• Task 1
Using the Xiangkhoang Plateau text below, answer these questions:
(a) What does the name Xiangkhoang mean?
(b) Which mountain range separates the plateau from Thailand?
(c) Which treaties placed Xiangkhoang under French colonial rule?
• Task 2
Repeat the passage of the Xiangkhoang Plateau text below word for word, starting with "Xiangkhoang Plateau is" and going on through "and felt today.".

• Extract
This fascinating stretch of land, formerly known as Plateau du Tranninh or as Tran Ninh Plateau, is located in the north of Laos. Xiangkhoang means "Horizontal City" but the area is composed of hills, valleys, rivers, caves, and waterfalls. It is most famous for the "Plain of Jars," the ancient large stone jars which dot the plateau's landscape. The Luang Prabang mountain range separates the plateau from neighboring Thailand, and the Annamite Mountain Range separates it from another neighboring country, Vietnam. Around the town of Xiangkhoang, of the same name as the plateau, there are deposits of alluvial gold, antimony, copper, lead, zinc, iron, ore, coal, and silver. It is thought to be the location for the greatest variety of unexploited minerals in Laos. For those interested in visiting this ancient site, Xiangkhoang can be reached by travelling from the cities of Louangphrabang or Muang Vangviang .
Xiangkhoang Plateau is located at the northern end of the Annamese Cordillera, which is the largest mountain range in mainland Southeast Asia. The area served as an important point of ancient trade and the development of local religious customs, both Buddhist and Hindu. From the early 19th Century until 1975, central Xiangkhoang and the Plain of Jars was the site of recurring battles. Invasions by Chinese raiders plundered the area. The Franco-Siamese treaties of the 1890's placed Xiangkhoang under French colonial rule as part of French Indochina until after World War II. During the Second Indochina War Xiangkhoang suffered heavy aerial bombardments and intense ground battles, the affects of which are still seen and felt today.

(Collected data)
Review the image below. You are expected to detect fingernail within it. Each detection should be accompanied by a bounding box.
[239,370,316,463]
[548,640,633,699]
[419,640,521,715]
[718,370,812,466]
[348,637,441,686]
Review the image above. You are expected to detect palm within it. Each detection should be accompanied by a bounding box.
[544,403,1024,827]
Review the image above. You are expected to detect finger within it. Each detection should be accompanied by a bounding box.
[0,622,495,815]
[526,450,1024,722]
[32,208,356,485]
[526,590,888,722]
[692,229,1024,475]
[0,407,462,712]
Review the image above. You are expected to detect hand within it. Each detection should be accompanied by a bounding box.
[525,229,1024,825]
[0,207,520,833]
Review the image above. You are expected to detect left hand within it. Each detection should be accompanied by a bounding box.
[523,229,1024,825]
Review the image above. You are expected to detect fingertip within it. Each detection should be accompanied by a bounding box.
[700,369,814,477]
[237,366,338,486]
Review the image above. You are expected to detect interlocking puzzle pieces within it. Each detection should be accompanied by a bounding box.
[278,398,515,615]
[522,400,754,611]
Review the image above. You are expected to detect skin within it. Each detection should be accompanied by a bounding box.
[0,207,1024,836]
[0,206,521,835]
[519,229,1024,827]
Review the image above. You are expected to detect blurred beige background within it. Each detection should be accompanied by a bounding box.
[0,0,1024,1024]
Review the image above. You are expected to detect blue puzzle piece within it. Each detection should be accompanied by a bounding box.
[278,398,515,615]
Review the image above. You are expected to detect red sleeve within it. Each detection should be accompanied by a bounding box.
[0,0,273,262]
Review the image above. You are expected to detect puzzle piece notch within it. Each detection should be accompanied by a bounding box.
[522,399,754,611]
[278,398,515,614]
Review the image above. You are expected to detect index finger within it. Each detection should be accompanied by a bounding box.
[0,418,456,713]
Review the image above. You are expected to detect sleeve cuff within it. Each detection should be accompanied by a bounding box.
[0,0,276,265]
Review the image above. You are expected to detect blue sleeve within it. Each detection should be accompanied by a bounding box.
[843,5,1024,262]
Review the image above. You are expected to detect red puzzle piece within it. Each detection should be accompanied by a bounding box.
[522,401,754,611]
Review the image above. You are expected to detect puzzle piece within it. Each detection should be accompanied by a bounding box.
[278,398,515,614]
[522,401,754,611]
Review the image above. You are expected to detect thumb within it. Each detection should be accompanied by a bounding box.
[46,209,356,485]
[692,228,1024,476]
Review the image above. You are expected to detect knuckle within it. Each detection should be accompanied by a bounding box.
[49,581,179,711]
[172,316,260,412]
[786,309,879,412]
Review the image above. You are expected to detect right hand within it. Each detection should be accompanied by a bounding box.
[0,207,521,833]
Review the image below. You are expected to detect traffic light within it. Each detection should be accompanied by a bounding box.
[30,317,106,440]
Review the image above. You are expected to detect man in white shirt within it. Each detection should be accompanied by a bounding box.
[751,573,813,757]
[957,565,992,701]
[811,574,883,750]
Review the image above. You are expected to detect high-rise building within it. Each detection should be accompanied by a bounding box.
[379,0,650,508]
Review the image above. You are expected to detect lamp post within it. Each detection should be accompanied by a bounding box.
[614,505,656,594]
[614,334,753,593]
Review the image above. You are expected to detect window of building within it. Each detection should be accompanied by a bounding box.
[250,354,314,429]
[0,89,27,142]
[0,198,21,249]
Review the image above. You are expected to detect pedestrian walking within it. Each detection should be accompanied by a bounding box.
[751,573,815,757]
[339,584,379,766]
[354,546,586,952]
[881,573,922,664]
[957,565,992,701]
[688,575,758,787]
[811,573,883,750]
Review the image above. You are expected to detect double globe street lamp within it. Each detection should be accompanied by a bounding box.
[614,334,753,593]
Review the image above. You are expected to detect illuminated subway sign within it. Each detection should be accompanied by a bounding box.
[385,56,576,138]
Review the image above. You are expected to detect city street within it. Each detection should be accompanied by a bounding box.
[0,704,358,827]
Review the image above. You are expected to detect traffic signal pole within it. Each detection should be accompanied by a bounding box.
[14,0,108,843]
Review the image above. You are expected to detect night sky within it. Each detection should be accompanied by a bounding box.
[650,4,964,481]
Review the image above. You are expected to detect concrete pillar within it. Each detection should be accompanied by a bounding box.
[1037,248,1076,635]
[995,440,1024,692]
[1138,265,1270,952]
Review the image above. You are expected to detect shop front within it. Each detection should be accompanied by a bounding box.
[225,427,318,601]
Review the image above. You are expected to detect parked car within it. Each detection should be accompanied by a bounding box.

• Right answer 1
(a) "Horizontal City"
(b) The Luang Prabang mountain range
(c) The Franco-Siamese treaties of the 1890's

• Right answer 2
Xiangkhoang Plateau is located at the northern end of the Annamese Cordillera, which is the largest mountain range in mainland Southeast Asia. The area served as an important point of ancient trade and the development of local religious customs, both Buddhist and Hindu. From the early 19th Century until 1975, central Xiangkhoang and the Plain of Jars was the site of recurring battles. Invasions by Chinese raiders plundered the area. The Franco-Siamese treaties of the 1890's placed Xiangkhoang under French colonial rule as part of French Indochina until after World War II. During the Second Indochina War Xiangkhoang suffered heavy aerial bombardments and intense ground battles, the affects of which are still seen and felt today.